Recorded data
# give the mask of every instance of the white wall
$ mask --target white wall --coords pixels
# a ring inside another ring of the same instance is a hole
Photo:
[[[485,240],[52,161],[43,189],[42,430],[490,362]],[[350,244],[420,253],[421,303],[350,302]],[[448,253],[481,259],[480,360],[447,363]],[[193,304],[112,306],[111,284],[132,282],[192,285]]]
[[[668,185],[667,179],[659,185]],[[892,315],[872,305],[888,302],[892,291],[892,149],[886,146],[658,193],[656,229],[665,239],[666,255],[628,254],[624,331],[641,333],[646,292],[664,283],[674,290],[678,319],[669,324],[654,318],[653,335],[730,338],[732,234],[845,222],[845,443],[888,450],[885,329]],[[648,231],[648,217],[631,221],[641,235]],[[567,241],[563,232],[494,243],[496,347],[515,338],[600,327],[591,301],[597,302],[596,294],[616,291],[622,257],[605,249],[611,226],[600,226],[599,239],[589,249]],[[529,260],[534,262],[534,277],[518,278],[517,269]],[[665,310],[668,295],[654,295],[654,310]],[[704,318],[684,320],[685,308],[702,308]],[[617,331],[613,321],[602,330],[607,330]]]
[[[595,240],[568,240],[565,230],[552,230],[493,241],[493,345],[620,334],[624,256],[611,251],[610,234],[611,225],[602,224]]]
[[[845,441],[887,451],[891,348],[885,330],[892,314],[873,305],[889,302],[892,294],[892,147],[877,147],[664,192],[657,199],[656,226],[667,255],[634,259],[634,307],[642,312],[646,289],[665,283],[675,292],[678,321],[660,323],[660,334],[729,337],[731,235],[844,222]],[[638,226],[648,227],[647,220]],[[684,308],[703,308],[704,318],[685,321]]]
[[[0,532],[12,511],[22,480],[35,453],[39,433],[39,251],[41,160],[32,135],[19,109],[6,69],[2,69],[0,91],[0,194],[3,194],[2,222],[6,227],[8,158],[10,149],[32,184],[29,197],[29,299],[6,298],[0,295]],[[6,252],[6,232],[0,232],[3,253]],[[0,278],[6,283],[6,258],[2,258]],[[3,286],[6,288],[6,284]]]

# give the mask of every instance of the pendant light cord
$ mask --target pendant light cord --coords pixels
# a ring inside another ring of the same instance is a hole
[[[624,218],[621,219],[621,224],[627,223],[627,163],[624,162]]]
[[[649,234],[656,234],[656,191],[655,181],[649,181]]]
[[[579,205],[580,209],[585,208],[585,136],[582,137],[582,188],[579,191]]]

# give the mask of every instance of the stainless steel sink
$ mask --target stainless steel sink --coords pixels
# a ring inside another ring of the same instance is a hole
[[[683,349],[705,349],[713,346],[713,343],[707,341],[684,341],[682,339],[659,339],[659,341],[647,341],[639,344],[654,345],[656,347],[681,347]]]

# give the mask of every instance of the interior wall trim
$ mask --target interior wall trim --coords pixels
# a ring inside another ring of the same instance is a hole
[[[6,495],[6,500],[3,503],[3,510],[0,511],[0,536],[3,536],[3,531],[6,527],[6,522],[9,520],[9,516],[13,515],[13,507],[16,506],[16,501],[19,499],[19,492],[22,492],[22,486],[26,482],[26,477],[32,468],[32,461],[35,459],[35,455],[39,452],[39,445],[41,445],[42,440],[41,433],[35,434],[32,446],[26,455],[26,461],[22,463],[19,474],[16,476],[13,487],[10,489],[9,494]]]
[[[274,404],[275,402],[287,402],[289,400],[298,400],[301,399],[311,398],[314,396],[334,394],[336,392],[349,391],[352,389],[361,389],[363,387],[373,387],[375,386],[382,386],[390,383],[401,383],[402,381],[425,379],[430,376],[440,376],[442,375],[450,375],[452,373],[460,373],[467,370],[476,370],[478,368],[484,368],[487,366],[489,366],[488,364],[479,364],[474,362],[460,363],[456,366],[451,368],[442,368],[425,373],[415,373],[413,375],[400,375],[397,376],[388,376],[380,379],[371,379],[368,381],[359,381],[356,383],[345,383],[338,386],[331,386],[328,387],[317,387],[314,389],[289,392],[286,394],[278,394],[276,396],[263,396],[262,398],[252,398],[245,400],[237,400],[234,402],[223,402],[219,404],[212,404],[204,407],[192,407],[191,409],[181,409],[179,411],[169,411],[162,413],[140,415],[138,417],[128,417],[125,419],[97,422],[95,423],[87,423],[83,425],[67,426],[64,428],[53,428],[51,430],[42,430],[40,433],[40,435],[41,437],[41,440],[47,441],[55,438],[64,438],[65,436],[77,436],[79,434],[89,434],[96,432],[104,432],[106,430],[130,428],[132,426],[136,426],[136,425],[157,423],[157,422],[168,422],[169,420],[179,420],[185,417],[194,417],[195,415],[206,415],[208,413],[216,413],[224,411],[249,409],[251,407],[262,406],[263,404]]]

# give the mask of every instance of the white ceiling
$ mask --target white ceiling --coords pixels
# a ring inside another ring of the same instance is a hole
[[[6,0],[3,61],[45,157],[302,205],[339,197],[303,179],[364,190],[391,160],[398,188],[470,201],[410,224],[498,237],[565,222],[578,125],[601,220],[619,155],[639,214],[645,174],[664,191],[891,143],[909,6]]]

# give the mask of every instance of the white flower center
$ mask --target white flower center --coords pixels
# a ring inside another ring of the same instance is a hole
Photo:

**Objective**
Could you set down all of the items above again, line for line and without any change?

**Answer below**
# give the mask of every instance of the white wall
$ mask --target white wall --coords pixels
# a ring inside another ring of the same instance is a hole
Photo:
[[[485,240],[52,161],[43,189],[42,430],[490,362]],[[350,244],[420,253],[421,303],[350,302]],[[448,253],[481,259],[480,360],[447,363]],[[193,304],[112,306],[111,284],[132,282],[192,285]]]
[[[668,185],[667,179],[659,185]],[[892,315],[872,305],[888,302],[892,291],[892,149],[886,146],[658,193],[656,229],[665,239],[666,255],[628,254],[624,331],[641,333],[646,292],[664,283],[674,290],[678,319],[669,324],[654,318],[653,335],[730,338],[732,234],[845,222],[845,443],[888,450],[885,329]],[[648,231],[648,217],[631,221],[641,235]],[[567,241],[563,232],[494,243],[496,347],[515,338],[600,327],[591,301],[597,302],[596,294],[616,291],[622,257],[605,249],[611,226],[600,226],[599,239],[589,249]],[[529,260],[534,262],[534,277],[518,278],[517,269]],[[665,310],[668,295],[654,295],[654,310]],[[704,318],[684,320],[685,308],[702,308]],[[617,331],[613,321],[602,330],[607,330]]]
[[[595,240],[568,240],[565,230],[552,230],[493,241],[493,345],[620,334],[624,256],[611,251],[610,234],[611,225],[602,224]]]
[[[845,441],[887,451],[891,348],[885,330],[892,314],[873,305],[889,302],[892,294],[892,147],[877,147],[664,192],[657,199],[656,226],[667,255],[634,259],[634,307],[642,312],[646,289],[665,283],[675,292],[678,321],[660,323],[660,334],[729,337],[731,235],[844,222]],[[638,226],[648,227],[647,220]],[[684,308],[703,308],[704,318],[685,321]]]
[[[0,532],[12,511],[22,480],[35,453],[39,433],[39,251],[41,160],[32,135],[19,109],[6,69],[2,69],[0,91],[0,194],[3,194],[2,222],[6,227],[8,158],[10,149],[32,184],[29,197],[29,299],[6,298],[0,295]],[[6,252],[6,232],[0,232],[3,253]],[[0,278],[6,283],[6,258],[2,258]],[[3,286],[6,288],[6,284]]]

# give the mask of every instance of the pendant light cord
$ mask --target pendant light cord --coords pixels
# a ring inside another ring of the same instance is a hole
[[[624,218],[621,219],[621,224],[627,223],[627,163],[624,162]]]
[[[649,234],[656,234],[656,191],[655,181],[649,181]]]
[[[579,205],[580,209],[585,208],[585,136],[582,137],[582,188],[579,191]]]

# give the mask of every instance of the stainless steel sink
$ mask --target stainless steel sink --coords pixels
# a ring inside another ring of the same instance is a hole
[[[683,349],[705,349],[713,346],[713,343],[707,341],[684,341],[682,339],[659,339],[659,341],[647,341],[639,344],[654,345],[656,347],[681,347]]]

# give the mask of every instance of the interior wall trim
$ mask --target interior wall trim --coords pixels
# a ring inside another ring of the same instance is a hole
[[[6,495],[6,500],[3,503],[3,510],[0,511],[0,536],[3,536],[3,531],[6,527],[6,522],[9,520],[9,516],[13,515],[13,507],[16,506],[16,501],[19,499],[19,492],[22,492],[22,486],[26,482],[26,477],[32,468],[32,461],[35,459],[35,455],[39,452],[39,445],[41,445],[42,440],[41,433],[35,434],[32,446],[26,455],[26,461],[22,463],[19,474],[16,476],[13,487],[10,489],[9,494]]]
[[[274,404],[275,402],[287,402],[289,400],[298,400],[301,399],[311,398],[314,396],[334,394],[336,392],[349,391],[352,389],[361,389],[363,387],[373,387],[375,386],[382,386],[390,383],[401,383],[402,381],[425,379],[430,376],[440,376],[442,375],[450,375],[452,373],[460,373],[467,370],[476,370],[478,368],[484,368],[487,366],[489,366],[488,364],[479,364],[474,362],[460,363],[456,366],[451,368],[442,368],[425,373],[415,373],[413,375],[400,375],[397,376],[388,376],[380,379],[371,379],[368,381],[359,381],[356,383],[345,383],[338,386],[331,386],[328,387],[317,387],[314,389],[289,392],[286,394],[278,394],[276,396],[263,396],[262,398],[252,398],[245,400],[237,400],[234,402],[223,402],[219,404],[212,404],[204,407],[192,407],[191,409],[181,409],[179,411],[169,411],[162,413],[140,415],[138,417],[128,417],[125,419],[97,422],[95,423],[87,423],[83,425],[67,426],[64,428],[53,428],[51,430],[42,430],[40,433],[40,435],[41,437],[41,440],[47,441],[55,438],[64,438],[65,436],[77,436],[79,434],[89,434],[96,432],[104,432],[106,430],[130,428],[132,426],[136,426],[136,425],[157,423],[157,422],[168,422],[169,420],[179,420],[185,417],[194,417],[195,415],[206,415],[208,413],[216,413],[224,411],[249,409],[251,407],[262,406],[263,404]]]

# give the mask of every instance of the white ceiling
$ mask --target white ceiling --coords pixels
# a ring inside another ring of the same instance is a hole
[[[6,0],[3,61],[45,157],[302,205],[339,197],[303,179],[364,190],[391,160],[398,188],[470,201],[410,224],[498,237],[565,222],[578,125],[601,220],[619,155],[639,214],[645,174],[664,191],[891,143],[909,6]]]

# give the mask of every instance of the white flower center
$ mask --target white flower center --coords pixels
# a ring inside another ring of the same instance is a hole
Photo:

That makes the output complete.